EXERCISE 1 -
Duplicate the stretch from "Beginning in October, Cabell" through "time to rest." in the article on the Marine reserve battalion's training.
EXERCISE 2 -
In the article on the Marine reserve battalion's training, in what year was the 2nd Battalion, 23rd Marines, last activated before this deployment?

TEXT FOR ANALYSIS -
Start of Block

By Gidget Fuentes - Staff writer
Posted : Sunday Feb 15, 2009 12:59:53 EST

CAMP PENDLETON, Calif. — When the Corps hands you lemons, a good CO won’t settle for lemonade — he’ll bake a lemon soufflé.

Two months before 2nd Battalion, 23rd Marines, was officially activated for its spring deployment to Iraq, the Reserve unit’s commander, Lt. Col. Joseph A. Cabell, launched an ambitious — albeit compressed — training regimen to prepare his Marines for the counterinsurgency mission that awaits them in the desert. It’s beginning to pay off

“We’re trying to cram 270 days of training into 90,” said Cabell, who oversees a battalion of 1,100 plus nearly 200 Marines with attached units, from his temporary command post on Camp Horno in January.

Beginning in October, Cabell had most of the battalion blanket Camp Pendleton’s ranges and spread out to other sites and schools for individual courses and small-unit level training. The clock was ticking, he thought, and there would be little time to rest.

One by one, the reservists began to knock off their pre-deployment requirements, from gas chamber and egress training to qualifications on new weapons and lasers. They delved into Arabic language and culture training.

“That way, when we did [officially] come together, all of the individual schools and training were done,” Cabell said.

Now, as they wrap up a series of training exercises at Pendleton’s ranges and urban training facilities, the 2/23 reservists await the beginning of battalion-level Mojave Viper exercises at Marine Corps Air-Ground Combat Center Twentynine Palms, Calif. And they’ll do that, too, with a shorter workup time than most active-duty battalions bound for Iraq.

But as many of these Marines attest, they have hit the ground running and haven’t looked back. The breakneck training schedule includes working weekends and few days off, and various specialized mobile training teams have helped equip and familiarize them with their full load of gear, weapons and vehicles.

The unit was last activated in 2003, when it participated in the Iraq invasion — a lot has changed since then. Their workup at Pendleton has addressed many of the differences.

End of Block

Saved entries
Start of Block

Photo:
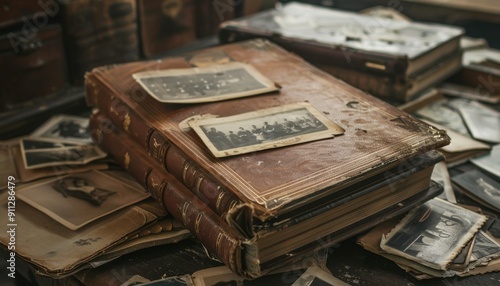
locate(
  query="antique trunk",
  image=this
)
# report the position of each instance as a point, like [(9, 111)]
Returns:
[(165, 25), (99, 33), (33, 65)]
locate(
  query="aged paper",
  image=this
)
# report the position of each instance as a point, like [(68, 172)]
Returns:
[(433, 234), (264, 129)]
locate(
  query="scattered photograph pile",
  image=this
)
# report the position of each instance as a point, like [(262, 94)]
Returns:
[(79, 197)]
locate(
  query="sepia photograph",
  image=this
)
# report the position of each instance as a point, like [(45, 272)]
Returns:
[(38, 153), (64, 127), (433, 234), (480, 187), (204, 84), (264, 129), (78, 199)]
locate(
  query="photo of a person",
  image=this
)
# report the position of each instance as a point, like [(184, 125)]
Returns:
[(76, 200)]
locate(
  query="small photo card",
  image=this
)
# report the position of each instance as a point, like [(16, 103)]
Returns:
[(433, 234), (204, 84), (78, 199), (480, 187), (64, 127), (264, 129)]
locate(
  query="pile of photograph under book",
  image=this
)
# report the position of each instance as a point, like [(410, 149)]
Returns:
[(69, 198)]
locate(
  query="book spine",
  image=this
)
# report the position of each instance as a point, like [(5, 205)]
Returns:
[(219, 199), (180, 202), (346, 57)]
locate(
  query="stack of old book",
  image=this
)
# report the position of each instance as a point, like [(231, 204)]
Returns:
[(394, 59), (263, 157)]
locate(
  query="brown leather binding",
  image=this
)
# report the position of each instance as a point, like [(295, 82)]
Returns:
[(165, 24)]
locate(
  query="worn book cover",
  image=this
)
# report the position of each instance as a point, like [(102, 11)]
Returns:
[(390, 58), (380, 148)]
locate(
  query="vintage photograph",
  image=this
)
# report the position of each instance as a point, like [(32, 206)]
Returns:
[(64, 127), (78, 199), (38, 153), (264, 129), (480, 187), (204, 84), (433, 234)]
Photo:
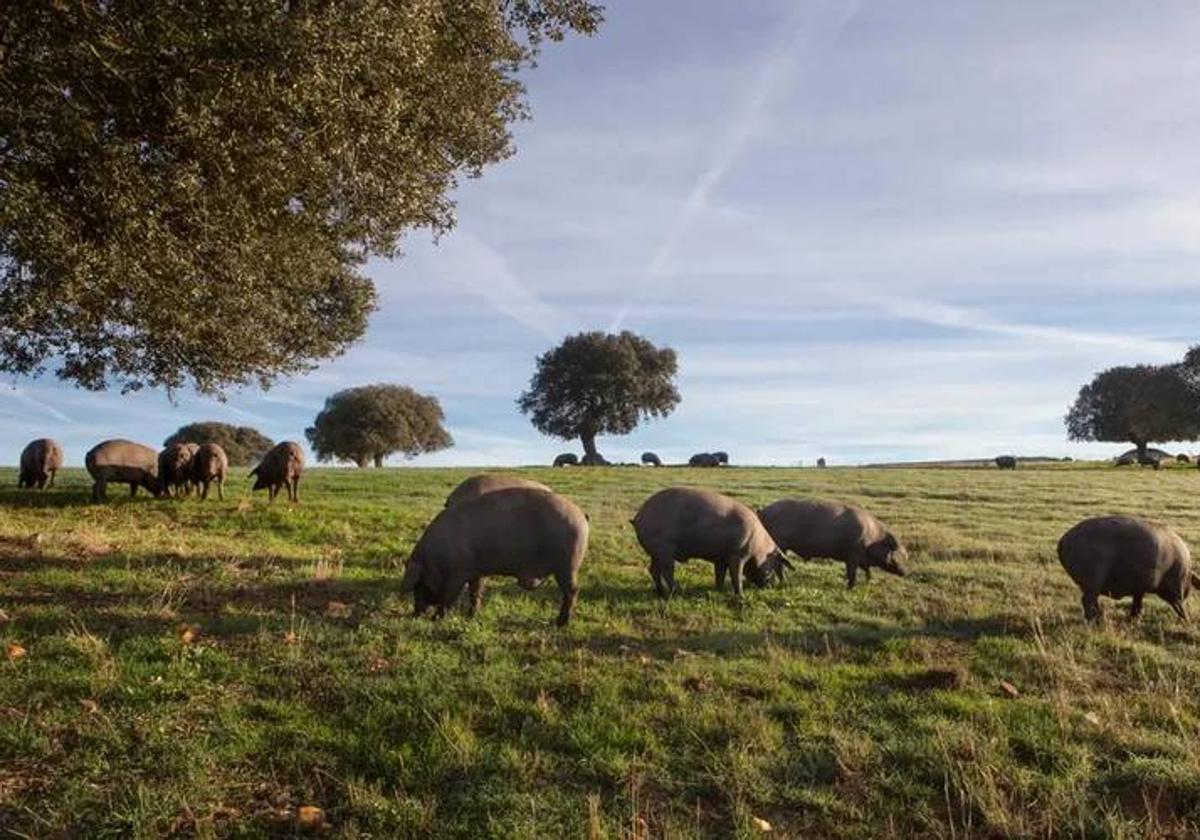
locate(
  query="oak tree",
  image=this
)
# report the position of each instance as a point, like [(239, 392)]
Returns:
[(243, 445), (599, 383), (370, 423), (190, 189), (1139, 405)]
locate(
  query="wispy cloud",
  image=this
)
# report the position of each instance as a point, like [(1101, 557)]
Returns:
[(479, 269), (963, 318), (22, 396)]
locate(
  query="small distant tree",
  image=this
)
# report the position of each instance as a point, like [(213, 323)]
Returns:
[(370, 423), (1139, 405), (244, 445), (599, 383)]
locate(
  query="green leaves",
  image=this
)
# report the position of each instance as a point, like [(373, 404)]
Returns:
[(598, 383), (189, 190), (243, 445), (371, 423), (1140, 405)]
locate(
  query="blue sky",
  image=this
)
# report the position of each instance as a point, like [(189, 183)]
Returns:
[(873, 231)]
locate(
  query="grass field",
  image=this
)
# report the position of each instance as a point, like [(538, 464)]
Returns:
[(211, 669)]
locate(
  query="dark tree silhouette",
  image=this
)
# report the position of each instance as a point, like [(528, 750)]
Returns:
[(189, 190), (598, 383), (370, 423), (243, 445), (1139, 405)]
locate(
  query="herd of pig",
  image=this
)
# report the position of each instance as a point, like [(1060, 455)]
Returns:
[(511, 527), (175, 471)]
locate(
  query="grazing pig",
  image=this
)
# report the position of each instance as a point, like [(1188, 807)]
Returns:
[(517, 532), (210, 463), (175, 468), (123, 462), (39, 463), (478, 485), (678, 523), (811, 528), (1119, 556), (280, 468)]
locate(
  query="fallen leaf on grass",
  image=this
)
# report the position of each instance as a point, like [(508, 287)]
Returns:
[(310, 816), (337, 610)]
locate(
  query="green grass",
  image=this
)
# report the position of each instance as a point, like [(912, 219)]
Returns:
[(828, 713)]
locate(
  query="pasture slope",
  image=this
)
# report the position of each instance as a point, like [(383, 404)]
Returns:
[(210, 669)]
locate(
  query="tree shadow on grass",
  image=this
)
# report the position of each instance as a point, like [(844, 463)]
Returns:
[(838, 636), (223, 607)]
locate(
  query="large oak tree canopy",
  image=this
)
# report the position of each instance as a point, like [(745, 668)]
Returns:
[(243, 445), (370, 423), (598, 383), (1139, 405), (190, 187)]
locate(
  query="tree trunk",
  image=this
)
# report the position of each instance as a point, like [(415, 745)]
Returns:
[(589, 445)]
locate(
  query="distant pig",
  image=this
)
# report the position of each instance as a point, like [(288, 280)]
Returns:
[(679, 523), (1119, 556), (838, 532), (517, 532), (478, 485), (280, 469), (39, 463), (210, 463), (175, 468), (123, 462)]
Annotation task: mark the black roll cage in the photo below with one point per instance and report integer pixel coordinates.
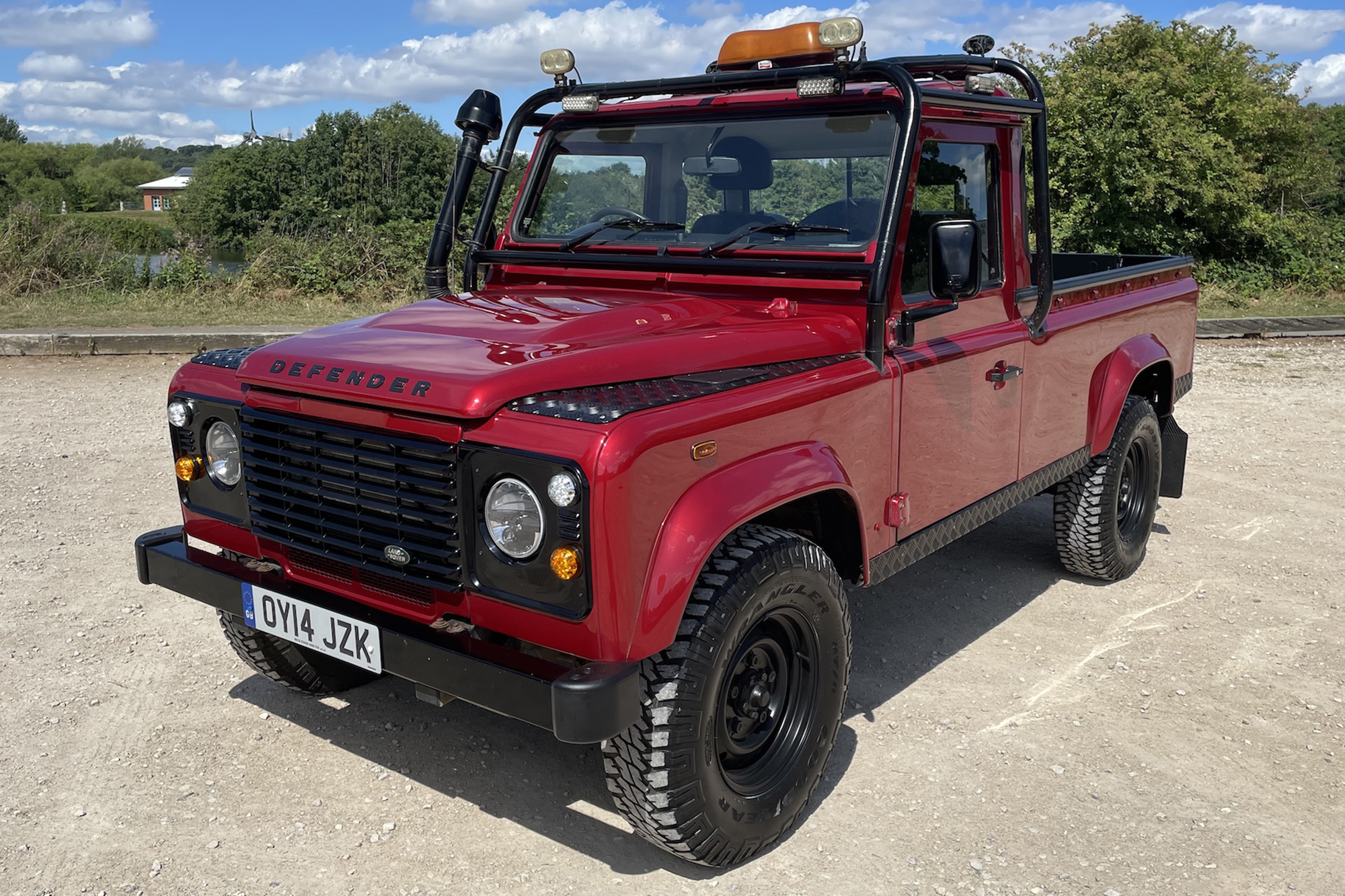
(900, 73)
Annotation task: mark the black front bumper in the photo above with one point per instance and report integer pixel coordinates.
(579, 705)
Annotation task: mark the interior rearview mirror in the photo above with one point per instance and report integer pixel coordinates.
(954, 259)
(712, 165)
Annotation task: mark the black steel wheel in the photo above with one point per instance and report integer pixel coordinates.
(291, 665)
(742, 710)
(1106, 510)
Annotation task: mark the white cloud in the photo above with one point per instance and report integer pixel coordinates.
(52, 134)
(1040, 29)
(1272, 28)
(1323, 80)
(95, 24)
(48, 65)
(167, 123)
(470, 11)
(614, 41)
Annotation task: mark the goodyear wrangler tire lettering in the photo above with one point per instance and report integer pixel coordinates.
(742, 710)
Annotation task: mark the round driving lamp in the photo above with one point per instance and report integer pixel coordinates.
(514, 518)
(180, 412)
(840, 33)
(562, 490)
(224, 456)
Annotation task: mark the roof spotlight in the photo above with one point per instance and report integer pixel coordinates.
(559, 63)
(840, 33)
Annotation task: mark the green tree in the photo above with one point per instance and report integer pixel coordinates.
(106, 186)
(1179, 139)
(10, 131)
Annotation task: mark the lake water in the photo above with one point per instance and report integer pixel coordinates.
(223, 263)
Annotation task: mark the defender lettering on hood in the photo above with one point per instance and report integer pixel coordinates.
(352, 377)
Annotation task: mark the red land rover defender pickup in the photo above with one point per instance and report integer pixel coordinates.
(747, 337)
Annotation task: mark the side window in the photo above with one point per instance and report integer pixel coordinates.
(954, 182)
(582, 186)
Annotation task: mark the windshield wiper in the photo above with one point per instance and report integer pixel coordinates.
(767, 227)
(595, 228)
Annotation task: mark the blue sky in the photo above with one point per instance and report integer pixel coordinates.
(176, 73)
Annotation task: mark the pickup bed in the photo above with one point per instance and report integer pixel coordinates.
(746, 337)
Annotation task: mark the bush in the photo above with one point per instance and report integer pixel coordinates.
(135, 236)
(38, 252)
(387, 260)
(186, 271)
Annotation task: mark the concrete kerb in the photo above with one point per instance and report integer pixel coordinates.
(137, 342)
(169, 342)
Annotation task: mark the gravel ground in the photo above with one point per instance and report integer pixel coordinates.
(1012, 731)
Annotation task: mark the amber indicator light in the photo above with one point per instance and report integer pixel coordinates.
(188, 469)
(566, 563)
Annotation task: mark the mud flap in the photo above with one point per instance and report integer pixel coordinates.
(1175, 458)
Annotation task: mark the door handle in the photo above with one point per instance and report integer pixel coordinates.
(1003, 373)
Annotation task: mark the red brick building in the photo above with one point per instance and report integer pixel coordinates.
(161, 194)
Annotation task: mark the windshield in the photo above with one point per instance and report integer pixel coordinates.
(808, 182)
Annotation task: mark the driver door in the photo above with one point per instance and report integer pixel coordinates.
(961, 388)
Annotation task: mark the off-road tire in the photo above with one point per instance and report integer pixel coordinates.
(1106, 510)
(291, 665)
(675, 774)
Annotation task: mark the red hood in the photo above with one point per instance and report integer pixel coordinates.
(467, 356)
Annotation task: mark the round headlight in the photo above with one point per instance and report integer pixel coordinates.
(562, 490)
(180, 412)
(514, 518)
(224, 459)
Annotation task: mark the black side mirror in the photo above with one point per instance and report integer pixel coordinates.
(954, 274)
(954, 260)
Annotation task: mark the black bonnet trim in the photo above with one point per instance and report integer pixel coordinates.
(231, 358)
(605, 404)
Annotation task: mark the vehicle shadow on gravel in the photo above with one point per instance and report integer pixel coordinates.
(903, 628)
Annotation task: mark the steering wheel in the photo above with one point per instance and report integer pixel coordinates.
(615, 210)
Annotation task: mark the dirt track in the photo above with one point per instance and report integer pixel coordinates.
(1012, 729)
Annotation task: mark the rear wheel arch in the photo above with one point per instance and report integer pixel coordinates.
(1140, 366)
(1155, 384)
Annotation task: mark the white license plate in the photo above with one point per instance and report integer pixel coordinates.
(310, 626)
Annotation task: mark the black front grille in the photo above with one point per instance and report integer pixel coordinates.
(348, 494)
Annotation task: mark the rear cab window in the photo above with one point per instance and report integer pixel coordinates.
(954, 182)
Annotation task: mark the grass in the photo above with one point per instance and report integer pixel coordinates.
(67, 310)
(1274, 303)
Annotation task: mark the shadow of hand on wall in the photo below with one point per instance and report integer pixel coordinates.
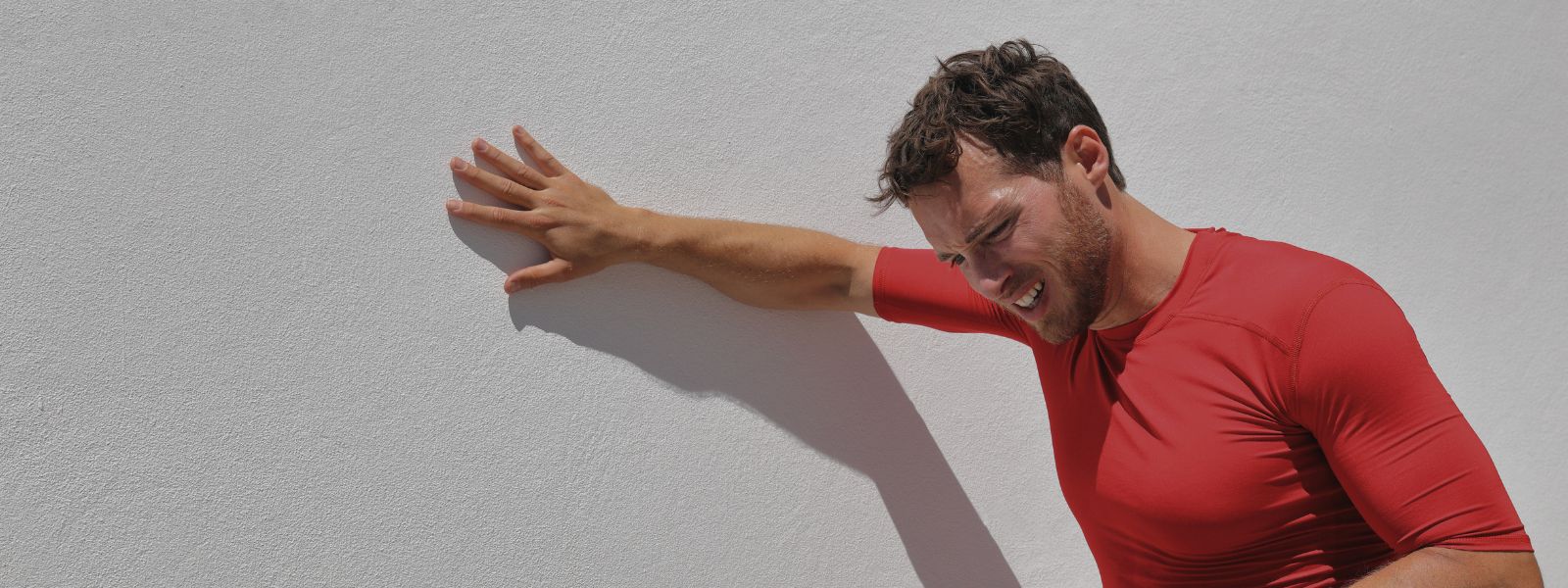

End of Block

RESPONSE BOX 1 -
Beginning in October, Cabell had most of the battalion blanket Camp Pendleton’s ranges and spread out to other sites and schools for individual courses and small-unit level training. The clock was ticking, he thought, and there would be little time to rest.

RESPONSE BOX 2 -
2003, when it took part in the Iraq invasion.